Bree Barton is a writer who lives in Los Angeles.
My uncle’s release was not unique. Many jails, facing intense scrutiny and growing concern over incarcerated people’s risk of exposure to the novel coronavirus, have released some nonviolent offenders. This move has evoked strong, often angry responses from governors, judges and police officers concerned about the effects on prison populations and society at large. Not to mention the more personal implications: A recent New York Times article highlighted a woman’s outrage after the man accused of the hit-and-run that killed her daughter had been released from a virus-threatened St. Louis jail.
On the surface, the early release of incarcerated people may look like humanity, like clemency — at least for those inmates who have homes to go to. Look deeper, though, and the motivations become less clear and the consequences less benign. Research shows that formerly incarcerated people are almost 10 times more likely to be homeless than the general public, and predicts that “homeless individuals infected by COVID-19 would be twice as likely to be hospitalized, two to four times as likely to require critical care, and two to three times as likely to die than the general population.”
To release a vulnerable population (incarcerated people) into a vulnerable situation (homelessness) is, at best, misguided; at worst, dangerous. Though incarcerated Americans lack some of the rights held by most citizens, they are protected by the Eighth Amendment’s prohibition against cruel and unusual punishment, a term that can include “deliberate indifference.” A few days after my uncle’s release, for example, U.S. District Judge Colleen Kollar-Kotelly ordered a D.C. jail to overhaul its medical care, cleaning and social distancing measures to reverse what appeared to be the city’s “deliberate indifference” to the health of its incarcerated population.

Data ->
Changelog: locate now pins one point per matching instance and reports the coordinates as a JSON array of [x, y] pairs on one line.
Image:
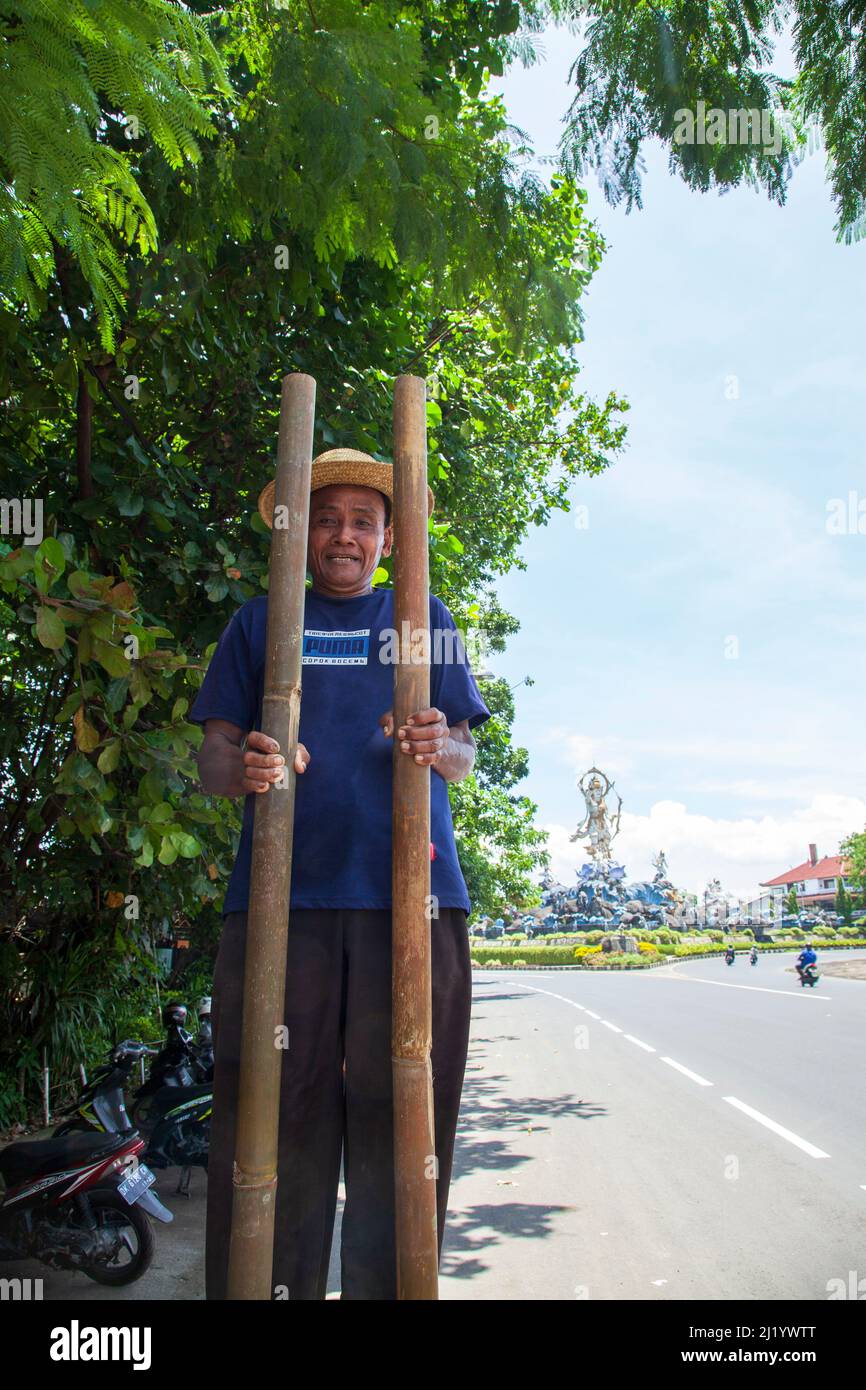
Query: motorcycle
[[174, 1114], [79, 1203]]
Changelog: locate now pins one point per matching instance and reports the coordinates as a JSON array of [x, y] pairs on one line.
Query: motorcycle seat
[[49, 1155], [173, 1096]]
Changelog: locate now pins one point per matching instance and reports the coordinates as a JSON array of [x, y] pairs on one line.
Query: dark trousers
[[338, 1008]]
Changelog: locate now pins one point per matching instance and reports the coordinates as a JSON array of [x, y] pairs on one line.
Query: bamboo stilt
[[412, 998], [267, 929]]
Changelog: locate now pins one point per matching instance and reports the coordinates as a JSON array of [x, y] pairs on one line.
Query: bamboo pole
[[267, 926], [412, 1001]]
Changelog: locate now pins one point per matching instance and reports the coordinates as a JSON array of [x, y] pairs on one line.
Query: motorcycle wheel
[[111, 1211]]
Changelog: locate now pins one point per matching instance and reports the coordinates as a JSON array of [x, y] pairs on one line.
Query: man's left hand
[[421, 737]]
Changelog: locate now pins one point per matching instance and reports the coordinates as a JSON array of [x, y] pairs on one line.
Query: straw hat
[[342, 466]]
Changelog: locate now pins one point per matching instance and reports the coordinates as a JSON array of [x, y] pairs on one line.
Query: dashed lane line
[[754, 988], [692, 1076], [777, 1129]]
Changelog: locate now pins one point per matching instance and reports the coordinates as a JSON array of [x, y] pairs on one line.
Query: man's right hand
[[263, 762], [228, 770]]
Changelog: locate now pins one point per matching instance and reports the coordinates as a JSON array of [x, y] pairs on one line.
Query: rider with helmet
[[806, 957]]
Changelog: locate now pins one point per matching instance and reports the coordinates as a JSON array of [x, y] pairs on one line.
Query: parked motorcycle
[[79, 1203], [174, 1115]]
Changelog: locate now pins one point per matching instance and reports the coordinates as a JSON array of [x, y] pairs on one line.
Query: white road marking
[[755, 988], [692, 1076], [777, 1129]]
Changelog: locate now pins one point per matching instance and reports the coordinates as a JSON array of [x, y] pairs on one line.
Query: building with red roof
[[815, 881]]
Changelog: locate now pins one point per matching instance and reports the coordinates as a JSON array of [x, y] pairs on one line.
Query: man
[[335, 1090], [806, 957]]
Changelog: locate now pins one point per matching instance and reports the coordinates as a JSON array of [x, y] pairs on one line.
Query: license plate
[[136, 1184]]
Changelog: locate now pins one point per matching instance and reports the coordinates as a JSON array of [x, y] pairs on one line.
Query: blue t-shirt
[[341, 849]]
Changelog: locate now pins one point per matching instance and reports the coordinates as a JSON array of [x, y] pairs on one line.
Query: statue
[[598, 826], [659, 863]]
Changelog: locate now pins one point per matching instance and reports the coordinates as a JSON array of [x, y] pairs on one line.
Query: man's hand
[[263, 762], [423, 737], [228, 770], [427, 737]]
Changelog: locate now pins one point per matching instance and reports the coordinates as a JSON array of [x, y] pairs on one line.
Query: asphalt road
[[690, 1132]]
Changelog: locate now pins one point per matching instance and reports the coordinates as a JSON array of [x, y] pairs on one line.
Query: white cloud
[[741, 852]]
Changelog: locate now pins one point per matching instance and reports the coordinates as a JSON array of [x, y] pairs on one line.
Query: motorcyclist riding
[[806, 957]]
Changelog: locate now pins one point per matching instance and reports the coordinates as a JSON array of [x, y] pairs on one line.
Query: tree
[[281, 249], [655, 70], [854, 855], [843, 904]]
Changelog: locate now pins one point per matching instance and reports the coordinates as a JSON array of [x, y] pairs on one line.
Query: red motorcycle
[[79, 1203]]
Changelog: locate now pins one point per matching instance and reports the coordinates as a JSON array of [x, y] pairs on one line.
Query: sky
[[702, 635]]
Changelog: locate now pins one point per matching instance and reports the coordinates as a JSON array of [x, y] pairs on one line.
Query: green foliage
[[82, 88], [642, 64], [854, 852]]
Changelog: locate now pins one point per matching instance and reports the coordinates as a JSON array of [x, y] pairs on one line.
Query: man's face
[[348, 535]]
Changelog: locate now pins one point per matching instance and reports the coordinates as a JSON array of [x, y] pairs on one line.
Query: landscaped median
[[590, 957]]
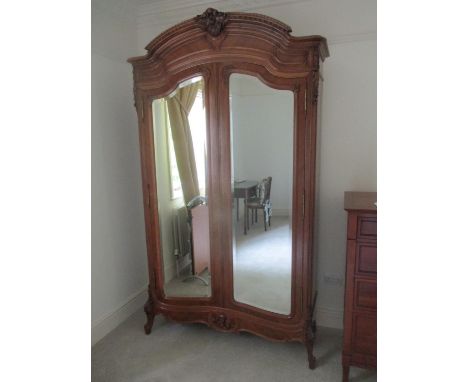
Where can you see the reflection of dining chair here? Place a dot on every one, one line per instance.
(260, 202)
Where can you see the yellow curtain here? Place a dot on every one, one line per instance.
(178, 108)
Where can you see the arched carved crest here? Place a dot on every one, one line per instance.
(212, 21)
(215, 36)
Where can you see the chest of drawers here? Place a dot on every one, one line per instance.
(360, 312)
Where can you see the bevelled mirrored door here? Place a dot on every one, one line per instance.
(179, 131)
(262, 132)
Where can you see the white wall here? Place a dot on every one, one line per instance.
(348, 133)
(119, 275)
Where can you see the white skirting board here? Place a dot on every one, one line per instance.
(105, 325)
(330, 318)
...
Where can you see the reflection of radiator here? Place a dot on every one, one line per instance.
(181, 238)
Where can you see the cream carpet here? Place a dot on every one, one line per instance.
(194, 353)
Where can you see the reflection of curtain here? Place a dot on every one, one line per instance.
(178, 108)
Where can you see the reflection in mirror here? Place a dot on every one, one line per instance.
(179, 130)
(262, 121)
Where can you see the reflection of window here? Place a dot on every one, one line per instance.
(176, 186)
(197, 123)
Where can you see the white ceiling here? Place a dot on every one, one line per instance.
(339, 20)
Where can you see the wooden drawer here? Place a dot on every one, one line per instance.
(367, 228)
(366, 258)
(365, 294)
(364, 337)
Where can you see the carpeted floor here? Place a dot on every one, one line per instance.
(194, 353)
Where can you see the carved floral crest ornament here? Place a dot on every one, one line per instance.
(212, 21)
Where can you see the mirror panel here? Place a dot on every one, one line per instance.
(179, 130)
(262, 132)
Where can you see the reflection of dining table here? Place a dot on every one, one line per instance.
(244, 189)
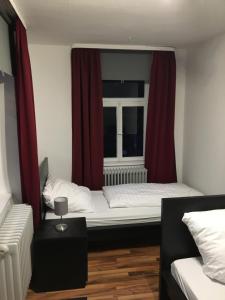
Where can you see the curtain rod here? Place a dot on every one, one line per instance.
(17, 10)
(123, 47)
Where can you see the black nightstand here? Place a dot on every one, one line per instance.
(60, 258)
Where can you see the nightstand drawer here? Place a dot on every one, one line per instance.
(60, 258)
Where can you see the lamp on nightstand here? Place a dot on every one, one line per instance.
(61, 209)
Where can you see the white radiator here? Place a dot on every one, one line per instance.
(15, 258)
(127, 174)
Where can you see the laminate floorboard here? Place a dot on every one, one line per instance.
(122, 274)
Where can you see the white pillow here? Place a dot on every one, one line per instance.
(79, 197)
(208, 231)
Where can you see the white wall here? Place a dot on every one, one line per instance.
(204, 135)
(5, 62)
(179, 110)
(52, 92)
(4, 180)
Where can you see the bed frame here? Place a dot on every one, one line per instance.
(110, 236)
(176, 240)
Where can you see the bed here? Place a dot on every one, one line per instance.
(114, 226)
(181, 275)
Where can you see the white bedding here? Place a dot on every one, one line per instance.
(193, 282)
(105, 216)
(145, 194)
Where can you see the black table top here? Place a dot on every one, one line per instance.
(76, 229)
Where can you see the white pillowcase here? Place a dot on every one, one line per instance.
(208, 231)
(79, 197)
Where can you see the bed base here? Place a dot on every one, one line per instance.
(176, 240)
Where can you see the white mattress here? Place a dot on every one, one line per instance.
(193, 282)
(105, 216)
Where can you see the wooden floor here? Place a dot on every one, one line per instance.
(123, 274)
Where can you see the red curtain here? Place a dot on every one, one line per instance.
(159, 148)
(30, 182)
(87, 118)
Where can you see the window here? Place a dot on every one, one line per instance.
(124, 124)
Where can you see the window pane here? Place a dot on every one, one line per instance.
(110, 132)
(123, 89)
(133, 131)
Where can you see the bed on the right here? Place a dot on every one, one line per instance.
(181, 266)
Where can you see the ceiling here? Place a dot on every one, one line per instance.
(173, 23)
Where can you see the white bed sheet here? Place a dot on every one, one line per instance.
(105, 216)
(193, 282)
...
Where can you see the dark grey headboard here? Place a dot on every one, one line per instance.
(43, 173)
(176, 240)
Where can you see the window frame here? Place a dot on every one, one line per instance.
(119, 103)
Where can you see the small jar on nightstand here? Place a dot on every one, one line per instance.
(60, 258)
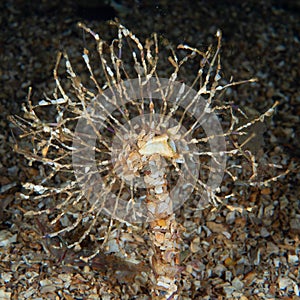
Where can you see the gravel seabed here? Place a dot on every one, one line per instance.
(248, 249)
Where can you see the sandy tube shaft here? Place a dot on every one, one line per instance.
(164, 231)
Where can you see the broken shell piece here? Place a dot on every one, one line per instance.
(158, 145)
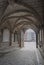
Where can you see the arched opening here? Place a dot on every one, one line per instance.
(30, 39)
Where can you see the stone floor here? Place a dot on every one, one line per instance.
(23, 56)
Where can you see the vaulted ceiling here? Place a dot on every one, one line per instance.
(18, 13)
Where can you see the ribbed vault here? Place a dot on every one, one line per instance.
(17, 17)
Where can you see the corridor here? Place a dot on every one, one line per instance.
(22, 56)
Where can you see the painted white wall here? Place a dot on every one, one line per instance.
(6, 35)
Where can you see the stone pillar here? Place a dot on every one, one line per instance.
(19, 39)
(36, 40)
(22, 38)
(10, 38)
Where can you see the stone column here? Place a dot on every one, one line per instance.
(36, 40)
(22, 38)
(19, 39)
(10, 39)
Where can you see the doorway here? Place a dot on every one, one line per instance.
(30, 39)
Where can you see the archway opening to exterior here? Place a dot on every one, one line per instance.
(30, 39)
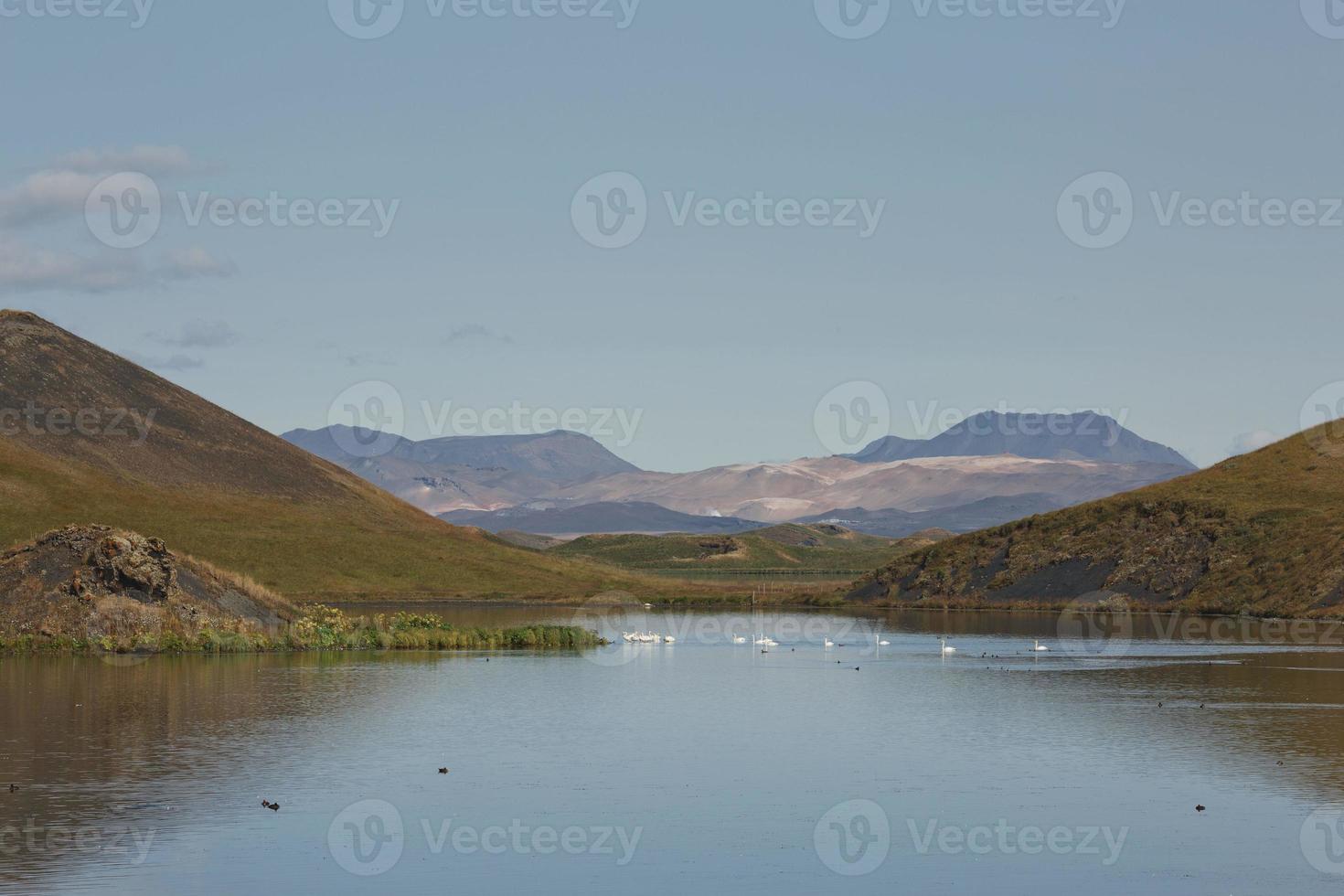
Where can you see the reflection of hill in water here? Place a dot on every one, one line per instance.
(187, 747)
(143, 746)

What is expected ->
Write out the complete passage above on the early release of incarcerated people during the coronavirus outbreak, word for word.

Solution ->
Bree Barton is a writer who lives in Los Angeles.
My uncle’s release was not unique. Many jails, facing intense scrutiny and growing concern over incarcerated people’s risk of exposure to the novel coronavirus, have released some nonviolent offenders. This move has evoked strong, often angry responses from governors, judges and police officers concerned about the effects on prison populations and society at large. Not to mention the more personal implications: A recent New York Times article highlighted a woman’s outrage after the man accused of the hit-and-run that killed her daughter had been released from a virus-threatened St. Louis jail.
On the surface, the early release of incarcerated people may look like humanity, like clemency — at least for those inmates who have homes to go to. Look deeper, though, and the motivations become less clear and the consequences less benign. Research shows that formerly incarcerated people are almost 10 times more likely to be homeless than the general public, and predicts that “homeless individuals infected by COVID-19 would be twice as likely to be hospitalized, two to four times as likely to require critical care, and two to three times as likely to die than the general population.”
To release a vulnerable population (incarcerated people) into a vulnerable situation (homelessness) is, at best, misguided; at worst, dangerous. Though incarcerated Americans lack some of the rights held by most citizens, they are protected by the Eighth Amendment’s prohibition against cruel and unusual punishment, a term that can include “deliberate indifference.” A few days after my uncle’s release, for example, U.S. District Judge Colleen Kollar-Kotelly ordered a D.C. jail to overhaul its medical care, cleaning and social distancing measures to reverse what appeared to be the city’s “deliberate indifference” to the health of its incarcerated population.